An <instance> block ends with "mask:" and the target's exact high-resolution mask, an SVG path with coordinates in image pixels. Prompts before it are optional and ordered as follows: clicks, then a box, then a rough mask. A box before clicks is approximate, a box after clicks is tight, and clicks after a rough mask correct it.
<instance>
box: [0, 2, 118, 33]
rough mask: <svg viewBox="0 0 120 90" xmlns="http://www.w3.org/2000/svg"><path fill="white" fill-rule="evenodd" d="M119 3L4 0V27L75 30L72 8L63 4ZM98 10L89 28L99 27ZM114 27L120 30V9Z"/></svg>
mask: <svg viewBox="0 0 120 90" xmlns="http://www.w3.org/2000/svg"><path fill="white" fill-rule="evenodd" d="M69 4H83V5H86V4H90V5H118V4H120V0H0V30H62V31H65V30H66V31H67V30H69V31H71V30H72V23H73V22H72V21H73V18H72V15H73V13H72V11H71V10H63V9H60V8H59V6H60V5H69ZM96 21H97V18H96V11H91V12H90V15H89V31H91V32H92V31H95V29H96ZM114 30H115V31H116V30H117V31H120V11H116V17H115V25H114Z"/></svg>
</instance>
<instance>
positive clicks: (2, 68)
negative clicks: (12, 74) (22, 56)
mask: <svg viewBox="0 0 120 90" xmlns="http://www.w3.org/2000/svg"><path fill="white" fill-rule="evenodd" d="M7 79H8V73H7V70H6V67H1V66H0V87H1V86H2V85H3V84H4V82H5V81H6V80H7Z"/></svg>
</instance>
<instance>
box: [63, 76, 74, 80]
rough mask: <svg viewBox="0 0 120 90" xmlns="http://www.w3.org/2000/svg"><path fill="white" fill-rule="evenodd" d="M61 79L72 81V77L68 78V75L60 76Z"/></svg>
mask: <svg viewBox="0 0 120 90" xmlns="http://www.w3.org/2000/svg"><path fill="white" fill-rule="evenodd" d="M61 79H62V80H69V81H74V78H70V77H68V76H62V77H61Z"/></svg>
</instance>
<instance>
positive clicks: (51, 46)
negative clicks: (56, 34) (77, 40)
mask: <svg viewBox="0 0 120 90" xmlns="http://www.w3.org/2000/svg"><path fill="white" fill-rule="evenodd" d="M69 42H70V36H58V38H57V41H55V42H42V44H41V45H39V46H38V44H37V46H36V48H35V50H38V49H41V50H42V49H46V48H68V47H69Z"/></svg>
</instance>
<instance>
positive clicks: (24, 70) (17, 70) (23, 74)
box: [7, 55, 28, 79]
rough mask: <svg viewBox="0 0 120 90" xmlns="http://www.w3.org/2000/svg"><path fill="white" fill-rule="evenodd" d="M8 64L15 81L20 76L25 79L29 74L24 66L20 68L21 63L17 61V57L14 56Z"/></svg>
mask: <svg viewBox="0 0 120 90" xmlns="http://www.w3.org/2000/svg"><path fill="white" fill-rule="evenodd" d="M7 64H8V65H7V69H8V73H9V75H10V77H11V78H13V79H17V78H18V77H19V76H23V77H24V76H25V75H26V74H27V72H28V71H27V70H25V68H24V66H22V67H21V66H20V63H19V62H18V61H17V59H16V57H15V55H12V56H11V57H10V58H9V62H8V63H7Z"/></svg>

§ **What is expected**: Lines holding the word "positive" are the answer; copy each one from the records above.

§ **Worked solution**:
positive clicks: (2, 68)
positive clicks: (51, 46)
positive clicks: (24, 70) (17, 70) (23, 74)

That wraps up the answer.